> _Source extract_:
# yellow lepturus vs buccochromis rhoadesii



## Saleen281 (Feb 22, 2012)

are they the same thing? if not what are the differences ? i am about to pick up a yellow lepturus but i have always wanted the rhoadesiii just have never been lucky enough to find one can anyone tell me what the difference is?








this is the lepturus i am picking up today. pls help


----------



## gverde (Mar 3, 2010)

They should be the same thing. I have a B. rhoadesii that is close to a foot in my 220G hap/peacock tank. Your pick looks like a rhoadesii. It even has a little round bump on its lower lip like mine has. I think they develop it from hitting the glass a lot. They are sweet fish, not very aggressive with tons of personality. They are a very hard find. How much are you paying for him.


----------



## Saleen281 (Feb 22, 2012)

I'm trading 15 white 1 inch calvus and 40$ for a trio of yellow lepturus.what do u think the odds of me breeding this beast?


----------



## gverde (Mar 3, 2010)

It depends how big the females are. The females have to be pretty large and mature to be interested. I have 2 smaller rhoadesii about 7" in the same tank. I know for sure one is a female, the other I'm not quite sure, but there is no interest right now. I think the 2 have to grow another 2" for them to breed. I know of only one person in Texas that was able to breed them. They are not an easy species to breed.


----------



## Saleen281 (Feb 22, 2012)

Idk I'm having second thoughts now


----------



## gverde (Mar 3, 2010)

They will also need a large tank at least a 75G minimum and more like a 125G. How large are the females?


----------



## Saleen281 (Feb 22, 2012)

The females are about 6 to 7 inch going in a 100 gallon all for them no other fish


----------



## Saleen281 (Feb 22, 2012)

Male is 9 inch do u thing that's a good deal?


----------



## Heyguy74 (Aug 11, 2005)

Saleen281 said:


> Male is 9 inch do u thing that's a good deal?


Are they wild caught fish?


----------



## Saleen281 (Feb 22, 2012)

That I'm not sure of


----------



## gverde (Mar 3, 2010)

Male B. Rhoadesii's at 7-10" usually sells for $75-100. Females in the 6-7" could sell for $50-up. They are pretty rare in the USA. I happen to get lucky on my male about a year when a guy was selling all his large predator hap stock. I was looking for one for about 3 years. They rarely ever come up for sale and when they do they're gone in a heart beat. The other 2 I have that I know one is for sure a female was exported from Germany. So females are even harder to find in the USA. Wild caught or not they are about the same prices because they are so hard to find. If you have the tank space I would jump on the opportunity. A trio by themselves would be a better chance of them breeding.


----------



## Saleen281 (Feb 22, 2012)

> _Exercise tasks_:
A) According to the forum thread on yellow lepturus and B. rhoadesii, what is the minimum tank size gverde says the fish will need?
B) Transcribe the part of the forum thread on yellow lepturus and B. rhoadesii that opens with the words containing "# yellow lepturus" and closes with "the difference is?".
C) Go on with the forum thread on yellow lepturus and B. rhoadesii from the point where it stops.

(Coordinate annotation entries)
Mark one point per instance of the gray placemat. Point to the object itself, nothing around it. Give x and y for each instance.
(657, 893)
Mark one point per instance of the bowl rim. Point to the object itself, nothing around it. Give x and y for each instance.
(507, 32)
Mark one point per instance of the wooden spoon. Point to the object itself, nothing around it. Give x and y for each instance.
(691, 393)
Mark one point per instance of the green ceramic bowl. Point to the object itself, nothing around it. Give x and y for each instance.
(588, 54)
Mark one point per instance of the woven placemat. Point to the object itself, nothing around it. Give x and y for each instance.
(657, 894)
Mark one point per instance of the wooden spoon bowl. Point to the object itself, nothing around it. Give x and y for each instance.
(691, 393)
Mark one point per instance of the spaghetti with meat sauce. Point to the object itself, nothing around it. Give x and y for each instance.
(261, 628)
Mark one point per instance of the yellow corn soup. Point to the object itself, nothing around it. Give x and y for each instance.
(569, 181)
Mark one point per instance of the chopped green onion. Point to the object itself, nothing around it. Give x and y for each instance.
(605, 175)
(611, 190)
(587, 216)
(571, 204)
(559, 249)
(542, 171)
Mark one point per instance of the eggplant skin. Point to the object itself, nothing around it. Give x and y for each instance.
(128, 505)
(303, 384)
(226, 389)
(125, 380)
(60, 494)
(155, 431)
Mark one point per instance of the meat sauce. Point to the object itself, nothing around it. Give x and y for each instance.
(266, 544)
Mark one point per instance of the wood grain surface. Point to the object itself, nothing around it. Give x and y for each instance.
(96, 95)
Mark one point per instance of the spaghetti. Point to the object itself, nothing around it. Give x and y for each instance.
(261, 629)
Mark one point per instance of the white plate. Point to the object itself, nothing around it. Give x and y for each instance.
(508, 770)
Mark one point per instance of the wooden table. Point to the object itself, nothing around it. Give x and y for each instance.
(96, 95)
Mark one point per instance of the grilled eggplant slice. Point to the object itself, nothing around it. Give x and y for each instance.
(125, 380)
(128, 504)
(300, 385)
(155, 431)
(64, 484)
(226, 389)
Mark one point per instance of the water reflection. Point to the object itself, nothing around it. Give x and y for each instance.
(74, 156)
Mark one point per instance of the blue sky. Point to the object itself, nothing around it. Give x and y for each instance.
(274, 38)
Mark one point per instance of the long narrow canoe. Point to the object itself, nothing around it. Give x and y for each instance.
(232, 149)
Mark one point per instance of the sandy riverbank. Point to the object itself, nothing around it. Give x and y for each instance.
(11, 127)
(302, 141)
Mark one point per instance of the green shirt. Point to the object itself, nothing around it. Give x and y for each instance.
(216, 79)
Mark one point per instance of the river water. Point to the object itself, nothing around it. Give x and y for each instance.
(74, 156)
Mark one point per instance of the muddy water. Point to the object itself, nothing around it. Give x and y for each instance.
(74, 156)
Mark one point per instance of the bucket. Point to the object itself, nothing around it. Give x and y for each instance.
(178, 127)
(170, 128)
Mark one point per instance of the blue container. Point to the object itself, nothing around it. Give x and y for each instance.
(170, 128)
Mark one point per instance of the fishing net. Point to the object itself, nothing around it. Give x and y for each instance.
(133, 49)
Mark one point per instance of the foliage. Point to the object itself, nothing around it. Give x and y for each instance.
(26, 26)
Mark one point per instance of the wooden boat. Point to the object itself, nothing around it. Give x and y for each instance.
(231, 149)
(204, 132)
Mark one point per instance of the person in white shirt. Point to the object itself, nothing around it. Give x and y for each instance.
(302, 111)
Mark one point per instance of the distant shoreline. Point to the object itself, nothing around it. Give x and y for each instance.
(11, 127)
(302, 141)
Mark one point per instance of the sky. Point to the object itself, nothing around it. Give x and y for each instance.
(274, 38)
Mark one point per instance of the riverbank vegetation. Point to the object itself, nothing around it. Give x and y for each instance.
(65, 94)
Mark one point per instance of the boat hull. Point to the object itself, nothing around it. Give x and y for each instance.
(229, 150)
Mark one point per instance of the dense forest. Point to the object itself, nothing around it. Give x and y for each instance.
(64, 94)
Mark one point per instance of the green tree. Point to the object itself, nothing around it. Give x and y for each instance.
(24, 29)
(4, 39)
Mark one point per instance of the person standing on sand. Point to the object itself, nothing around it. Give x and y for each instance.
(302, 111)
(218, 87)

> _Exercise answers_:
A) At least 75 gallons, and more like 125 gallons.

B)
# yellow lepturus vs buccochromis rhoadesii



## Saleen281 (Feb 22, 2012)

are they the same thing? if not what are the differences ? i am about to pick up a yellow lepturus but i have always wanted the rhoadesiii just have never been lucky enough to find one can anyone tell me what the difference is?

C)
The male is 9 inch but I don't see any egg spots on him is that normal?


----------



## gverde (Mar 3, 2010)

I just noticed that. At that size he should have a lot of egg spots. Mine has a bunch. That is odd, never seen a rhoadesii that's colored up like that with no egg spots. Can you get a pic of him in a side profile with maybe some shots of the females. Then I will be able to tell if its the real rhoadessi. Females should be a yellowish coloring and not silverish.


----------



## Saleen281 (Feb 22, 2012)




----------



## Saleen281 (Feb 22, 2012)

this is the female
according to him


----------



## Saleen281 (Feb 22, 2012)

side shot of the male


----------



## gverde (Mar 3, 2010)

Now that I can see a side profile, I believe the male is a B. spectabilis and not a B. rhoadessi. See how much blue there is along the top that extends to the tail. He also has a red dorsal fin which the spectablis carry. On a rhoadesii, the blue is only on the face and the body is a lot more yellow. The females do not show any yellow either and that is a sign that it is not a rhoadessi. Female buccos also have a dark almost black horizontal line that runs on the upper part of their body. B. spectabilis are pretty rare also in the USA so prices would be similar. Only B. nototaenia are the more common and available in the USA and are not priced as much. Here is a great website where you can compare the buccos and see how I got to my conclusion. http://auscichlids.com/forum/index.php?topic=3935.0
The no egg spots still baffle me though. Maybe some fish in the species don't have any. I'm not sure.


----------



## Saleen281 (Feb 22, 2012)

Great link unfortunately I will have to pass on it I was really hoping it was a rhoadesii.


----------



## Chester B (Dec 28, 2012)

Yes definately not Rhoadesii. Either spectabilis or B. lepturus.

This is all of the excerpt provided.